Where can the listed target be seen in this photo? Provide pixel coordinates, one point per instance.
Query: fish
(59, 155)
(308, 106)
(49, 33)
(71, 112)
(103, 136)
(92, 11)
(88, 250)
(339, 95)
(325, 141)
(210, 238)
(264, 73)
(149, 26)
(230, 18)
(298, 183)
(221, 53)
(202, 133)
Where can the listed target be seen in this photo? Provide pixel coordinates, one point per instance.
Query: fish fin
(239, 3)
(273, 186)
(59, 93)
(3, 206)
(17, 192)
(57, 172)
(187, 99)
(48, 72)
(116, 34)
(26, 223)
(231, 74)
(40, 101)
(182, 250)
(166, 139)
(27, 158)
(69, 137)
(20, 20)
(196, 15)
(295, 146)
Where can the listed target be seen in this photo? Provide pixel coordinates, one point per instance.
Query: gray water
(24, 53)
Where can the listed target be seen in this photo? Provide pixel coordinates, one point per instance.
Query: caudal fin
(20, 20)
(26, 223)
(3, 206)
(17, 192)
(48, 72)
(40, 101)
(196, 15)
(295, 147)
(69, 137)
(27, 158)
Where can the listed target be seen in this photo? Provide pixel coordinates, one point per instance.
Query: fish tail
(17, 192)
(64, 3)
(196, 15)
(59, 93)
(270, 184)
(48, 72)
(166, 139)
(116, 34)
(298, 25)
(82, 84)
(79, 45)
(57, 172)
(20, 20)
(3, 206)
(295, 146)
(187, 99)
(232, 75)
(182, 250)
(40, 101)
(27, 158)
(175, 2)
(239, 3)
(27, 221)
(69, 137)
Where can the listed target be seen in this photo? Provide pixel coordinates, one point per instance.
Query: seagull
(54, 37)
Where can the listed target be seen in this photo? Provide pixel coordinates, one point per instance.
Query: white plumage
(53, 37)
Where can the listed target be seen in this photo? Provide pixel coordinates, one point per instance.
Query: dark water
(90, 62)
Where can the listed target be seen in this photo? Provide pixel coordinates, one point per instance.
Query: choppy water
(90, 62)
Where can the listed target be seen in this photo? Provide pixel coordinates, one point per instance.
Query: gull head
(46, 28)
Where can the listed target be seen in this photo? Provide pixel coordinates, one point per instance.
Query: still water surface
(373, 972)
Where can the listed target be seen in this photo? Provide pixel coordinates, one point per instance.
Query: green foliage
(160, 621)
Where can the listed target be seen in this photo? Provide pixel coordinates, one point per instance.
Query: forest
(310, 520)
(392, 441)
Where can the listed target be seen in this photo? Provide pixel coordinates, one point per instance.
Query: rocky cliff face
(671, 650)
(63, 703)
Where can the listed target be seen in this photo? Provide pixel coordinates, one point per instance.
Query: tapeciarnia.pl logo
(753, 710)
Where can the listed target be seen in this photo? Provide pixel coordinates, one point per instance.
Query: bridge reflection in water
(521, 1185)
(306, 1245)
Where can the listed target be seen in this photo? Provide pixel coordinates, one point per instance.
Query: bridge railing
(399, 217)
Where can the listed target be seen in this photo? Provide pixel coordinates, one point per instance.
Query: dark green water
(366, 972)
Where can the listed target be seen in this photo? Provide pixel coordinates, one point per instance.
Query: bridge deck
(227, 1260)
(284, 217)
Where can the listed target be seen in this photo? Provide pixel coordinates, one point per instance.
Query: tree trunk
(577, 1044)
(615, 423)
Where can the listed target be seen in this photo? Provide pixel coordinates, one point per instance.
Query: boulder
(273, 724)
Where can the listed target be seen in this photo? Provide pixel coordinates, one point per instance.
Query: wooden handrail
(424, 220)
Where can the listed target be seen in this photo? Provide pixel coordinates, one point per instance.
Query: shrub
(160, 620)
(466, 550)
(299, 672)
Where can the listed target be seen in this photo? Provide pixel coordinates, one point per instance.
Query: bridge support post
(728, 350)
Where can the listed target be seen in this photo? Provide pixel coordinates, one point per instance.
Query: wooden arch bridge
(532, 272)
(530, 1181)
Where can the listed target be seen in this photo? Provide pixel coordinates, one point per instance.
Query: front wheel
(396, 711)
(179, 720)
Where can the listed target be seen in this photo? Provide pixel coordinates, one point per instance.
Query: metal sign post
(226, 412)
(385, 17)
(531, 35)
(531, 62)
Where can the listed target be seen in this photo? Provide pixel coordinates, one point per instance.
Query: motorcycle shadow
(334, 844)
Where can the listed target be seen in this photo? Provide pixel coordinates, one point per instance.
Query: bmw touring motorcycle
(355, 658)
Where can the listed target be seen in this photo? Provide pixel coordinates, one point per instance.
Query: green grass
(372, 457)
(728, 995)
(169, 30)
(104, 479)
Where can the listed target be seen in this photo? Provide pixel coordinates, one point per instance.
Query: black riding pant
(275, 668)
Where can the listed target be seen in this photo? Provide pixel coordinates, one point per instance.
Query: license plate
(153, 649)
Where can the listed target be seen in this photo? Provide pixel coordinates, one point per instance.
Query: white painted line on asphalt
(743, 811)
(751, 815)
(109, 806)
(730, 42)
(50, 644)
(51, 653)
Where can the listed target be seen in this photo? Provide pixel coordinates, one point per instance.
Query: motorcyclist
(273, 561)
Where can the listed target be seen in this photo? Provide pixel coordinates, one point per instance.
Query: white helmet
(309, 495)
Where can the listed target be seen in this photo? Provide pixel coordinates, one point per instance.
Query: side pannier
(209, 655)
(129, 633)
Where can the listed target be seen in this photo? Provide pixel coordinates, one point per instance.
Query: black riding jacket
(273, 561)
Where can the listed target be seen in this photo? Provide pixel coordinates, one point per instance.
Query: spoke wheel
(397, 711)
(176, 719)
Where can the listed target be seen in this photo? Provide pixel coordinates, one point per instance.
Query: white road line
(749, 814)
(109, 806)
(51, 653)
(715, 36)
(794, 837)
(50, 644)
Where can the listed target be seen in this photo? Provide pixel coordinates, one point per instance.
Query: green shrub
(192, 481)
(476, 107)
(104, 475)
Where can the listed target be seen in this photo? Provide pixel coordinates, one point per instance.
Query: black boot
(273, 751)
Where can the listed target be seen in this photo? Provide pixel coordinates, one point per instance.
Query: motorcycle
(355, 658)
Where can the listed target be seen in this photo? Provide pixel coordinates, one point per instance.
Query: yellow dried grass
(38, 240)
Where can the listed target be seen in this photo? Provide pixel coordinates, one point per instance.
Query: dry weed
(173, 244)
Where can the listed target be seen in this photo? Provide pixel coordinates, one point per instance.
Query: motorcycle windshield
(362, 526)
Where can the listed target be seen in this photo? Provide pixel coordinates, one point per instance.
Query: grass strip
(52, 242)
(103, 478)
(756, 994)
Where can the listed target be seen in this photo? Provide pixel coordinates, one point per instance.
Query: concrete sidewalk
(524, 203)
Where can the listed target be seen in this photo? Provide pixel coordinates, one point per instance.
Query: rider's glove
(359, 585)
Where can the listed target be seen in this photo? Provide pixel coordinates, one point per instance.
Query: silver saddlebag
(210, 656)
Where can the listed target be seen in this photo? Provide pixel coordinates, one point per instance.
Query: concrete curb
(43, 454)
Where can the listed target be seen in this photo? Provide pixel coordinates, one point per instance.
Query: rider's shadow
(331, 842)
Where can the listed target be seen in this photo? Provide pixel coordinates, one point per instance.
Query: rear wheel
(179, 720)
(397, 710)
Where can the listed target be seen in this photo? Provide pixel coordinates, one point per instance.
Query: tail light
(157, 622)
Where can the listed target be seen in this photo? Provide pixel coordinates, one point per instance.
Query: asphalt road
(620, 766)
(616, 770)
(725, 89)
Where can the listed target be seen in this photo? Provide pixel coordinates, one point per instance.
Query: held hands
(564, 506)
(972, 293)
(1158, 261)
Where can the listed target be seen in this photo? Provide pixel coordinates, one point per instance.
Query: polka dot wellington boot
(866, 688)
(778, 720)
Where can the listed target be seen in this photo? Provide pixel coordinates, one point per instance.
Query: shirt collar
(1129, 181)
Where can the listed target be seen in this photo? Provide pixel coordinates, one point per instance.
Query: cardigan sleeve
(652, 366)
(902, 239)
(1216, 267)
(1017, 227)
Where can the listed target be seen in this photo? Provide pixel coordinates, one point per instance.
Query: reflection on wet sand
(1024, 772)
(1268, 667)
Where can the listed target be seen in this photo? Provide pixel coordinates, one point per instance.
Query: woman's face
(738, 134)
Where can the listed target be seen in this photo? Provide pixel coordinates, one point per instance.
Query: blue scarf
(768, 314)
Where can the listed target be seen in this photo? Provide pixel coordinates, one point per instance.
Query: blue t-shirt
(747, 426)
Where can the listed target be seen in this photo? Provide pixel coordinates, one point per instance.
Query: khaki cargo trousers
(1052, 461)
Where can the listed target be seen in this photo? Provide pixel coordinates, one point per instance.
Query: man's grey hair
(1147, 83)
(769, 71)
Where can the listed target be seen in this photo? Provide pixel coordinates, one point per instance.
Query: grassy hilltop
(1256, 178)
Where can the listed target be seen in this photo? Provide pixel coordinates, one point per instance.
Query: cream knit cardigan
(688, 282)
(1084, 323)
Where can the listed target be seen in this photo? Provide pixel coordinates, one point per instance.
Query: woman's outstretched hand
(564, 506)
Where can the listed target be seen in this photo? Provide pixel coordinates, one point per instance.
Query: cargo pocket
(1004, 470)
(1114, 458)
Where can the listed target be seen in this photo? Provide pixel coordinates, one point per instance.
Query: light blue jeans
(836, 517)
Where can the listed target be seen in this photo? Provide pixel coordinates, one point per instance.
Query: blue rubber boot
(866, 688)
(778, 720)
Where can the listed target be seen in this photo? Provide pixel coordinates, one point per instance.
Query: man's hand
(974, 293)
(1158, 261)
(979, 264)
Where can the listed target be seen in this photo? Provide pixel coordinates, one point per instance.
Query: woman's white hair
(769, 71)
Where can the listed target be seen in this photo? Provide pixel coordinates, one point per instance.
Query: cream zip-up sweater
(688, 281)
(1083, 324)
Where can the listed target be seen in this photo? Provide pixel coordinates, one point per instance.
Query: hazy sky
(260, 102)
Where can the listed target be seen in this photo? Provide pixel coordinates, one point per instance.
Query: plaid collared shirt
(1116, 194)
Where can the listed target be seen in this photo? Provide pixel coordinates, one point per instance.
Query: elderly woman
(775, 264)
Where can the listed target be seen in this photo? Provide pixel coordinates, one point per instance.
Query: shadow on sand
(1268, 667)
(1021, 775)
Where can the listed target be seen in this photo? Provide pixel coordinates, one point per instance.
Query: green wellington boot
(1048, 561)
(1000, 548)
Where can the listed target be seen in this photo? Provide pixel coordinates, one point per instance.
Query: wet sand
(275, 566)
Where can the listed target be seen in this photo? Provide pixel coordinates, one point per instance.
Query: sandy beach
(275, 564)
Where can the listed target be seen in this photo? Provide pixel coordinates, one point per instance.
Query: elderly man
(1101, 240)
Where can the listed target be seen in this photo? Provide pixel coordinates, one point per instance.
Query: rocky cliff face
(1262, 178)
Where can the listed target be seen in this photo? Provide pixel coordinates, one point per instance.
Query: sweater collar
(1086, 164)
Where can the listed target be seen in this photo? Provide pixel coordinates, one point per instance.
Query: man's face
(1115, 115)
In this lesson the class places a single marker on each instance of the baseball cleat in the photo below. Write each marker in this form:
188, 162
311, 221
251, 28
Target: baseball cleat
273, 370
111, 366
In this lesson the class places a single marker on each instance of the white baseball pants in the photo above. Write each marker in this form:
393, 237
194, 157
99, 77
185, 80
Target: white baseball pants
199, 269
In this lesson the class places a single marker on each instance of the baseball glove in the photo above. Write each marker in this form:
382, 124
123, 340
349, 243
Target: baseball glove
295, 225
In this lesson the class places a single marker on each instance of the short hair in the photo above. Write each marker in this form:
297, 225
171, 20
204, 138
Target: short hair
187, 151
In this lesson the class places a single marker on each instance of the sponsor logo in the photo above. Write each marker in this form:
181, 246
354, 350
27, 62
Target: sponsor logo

## EXERCISE DESCRIPTION
Retrieve each line of the data in which the word "sponsor" can be found.

## SOLVED PROBLEM
In this lesson the class places a single marker on each instance of the sponsor logo in the photo above. Write each marker in this form:
Target: sponsor logo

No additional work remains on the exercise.